BRIEF 1 =
According to the account of St. Roche, by what name is he known in Scotland?
BRIEF 2 =
Quote the passage of the account of St. Roche starting with "It is customary" and going on through "Scotland, St. Rollock.".
BRIEF 3 =
Write what comes next in the account of St. Roche, picking up after its final sentence.

DOCUMENT SECTION =
=====
It is customary for those who paint or sculpt images of saints to identify them by certain symbols. One of the more unusual symbolic representations is that of a bearded man in medieval pilgrim garb, pointing to a sore on his thigh. Often he is depicted with a pilgrim staff in hand, and a friendly dog at his side.
This is St. Roche, a native of Montpellier, France. “Roche” or “Roch” is the French form of the name, but he is usually called by the form in which his Latin name, Rochus, is translated in the country where he is venerated. Thus, in Italy he is San Rocco; in Spain he is San Roque; in England, St. Rock; and in Scotland, St. Rollock.
Roche was a historical person, but his fond biographers have unfortunately mixed fact and folklore in their accounts. What I give you is a “sort of” summary of his story.
The saint was the son of a wealthy Frenchman (who was perhaps the governor of Montpellier) and a mother from northern Italy. He lost both parents when he was in his mid-teens, but he was raised a devout lad. Aged 17 when Pope Urban V visited his home city, he seems to have been inspired by the papal visit to make a pilgrimage to Rome. He therefore donned the traditional pilgrim cloak and hat and set out for Italy.
During the course of his journey it became clear that this young man was already dedicated to serving the poor and ailing. Furthermore, God showed his approval by giving him the gift of healing. Thus, when he reached Acquapendente, somewhat north of Rome, and discovered that the townsfolk were suffering from an epidemic of the dread bubonic plague, Roche not only nursed the sick but cured them–some of them, at least. The same was true when he got to Rome. Cardinal Anglic, the pope’s brother, was one of those he healed.
=====
LISTED RECORDS =
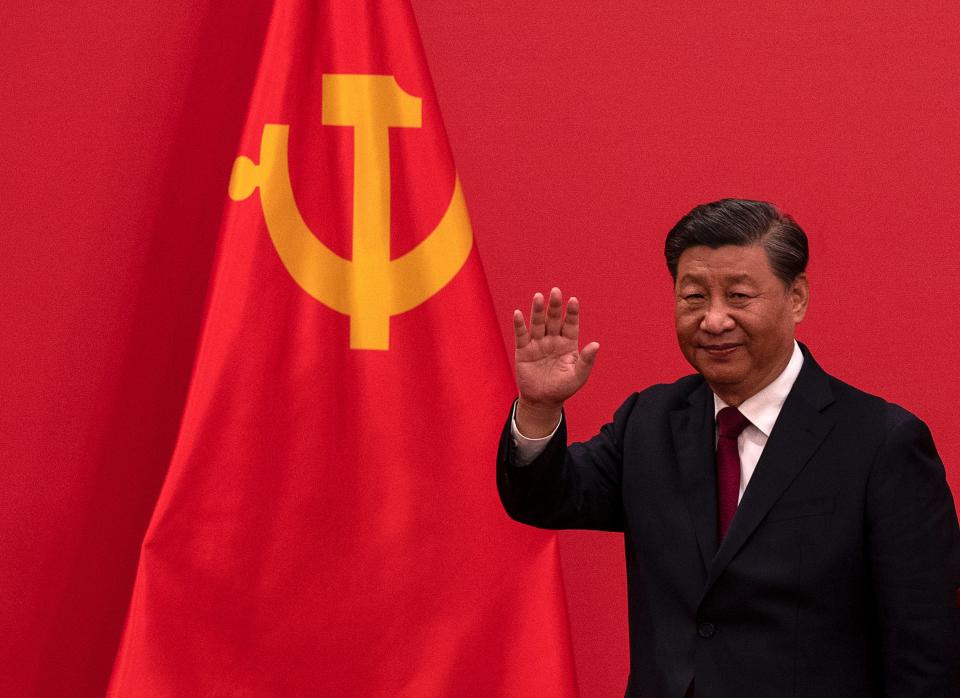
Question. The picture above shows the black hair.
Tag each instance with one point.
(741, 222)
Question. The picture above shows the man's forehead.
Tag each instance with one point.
=====
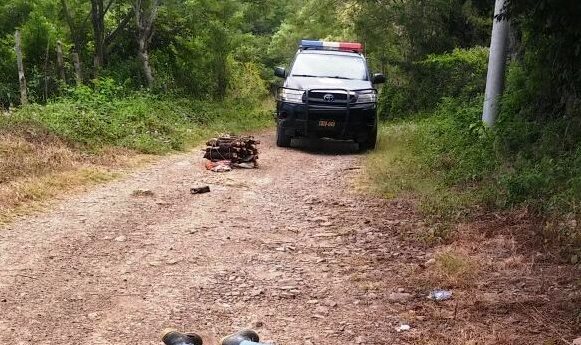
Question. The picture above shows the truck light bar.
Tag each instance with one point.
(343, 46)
=====
FINAL ANSWER 1 =
St. Rollock

FINAL ANSWER 2 =
It is customary for those who paint or sculpt images of saints to identify them by certain symbols. One of the more unusual symbolic representations is that of a bearded man in medieval pilgrim garb, pointing to a sore on his thigh. Often he is depicted with a pilgrim staff in hand, and a friendly dog at his side.
This is St. Roche, a native of Montpellier, France. “Roche” or “Roch” is the French form of the name, but he is usually called by the form in which his Latin name, Rochus, is translated in the country where he is venerated. Thus, in Italy he is San Rocco; in Spain he is San Roque; in England, St. Rock; and in Scotland, St. Rollock.

FINAL ANSWER 3 =
The young pilgrim remained in Rome until 1371. Then he began to move eastward and northward to Rimini, Cesena, Mantua, Novara, and Parma. At Cesena in particular he wrought a number of cures of plague and other ailments.
Always ready to risk his life in tending the plague-stricken, St. Roche himself fell victim to plague while at Piacenza (whence the customary wound in his portraits). Unwilling to become a burden to others, he withdrew into a forest to spend what were presumably his last days. But by miracle, it is said, a dog befriended him and brought him food. (This is the dog in Rock’s pictures.) Coming to know the sick pilgrim through his dog, the dog’s master took care of him thereafter until he fully recovered. Before moving on, the saint returned to Piacenza, and as if in reward, healed many of its people, and even its livestock, by a simple sign of the cross.
St. Roche’s biographers differ as to whether he ever reached France. The more striking account says that when he reached the Italian town of Angera on the banks of Lake Maggiore, he was suspected of being a spy, arrested, and imprisoned until his death five years later. He was identified at death by means of the cross-shaped birthmark on his chest.
The people of Montpellier, learning of St. Roch’s demise, hailed their fellow Frenchman as a wonderworker. In Italy that reputation was firm. When, at the ecumenical council of Constance (1414), it was found that the host city was stricken with the pestilence, the council Fathers ordered public intercession to our pilgrim saint. The epidemic ceased. At Ferrara in 1439, the cessation of the Black Death was also attributed to St. Roch’s prayer.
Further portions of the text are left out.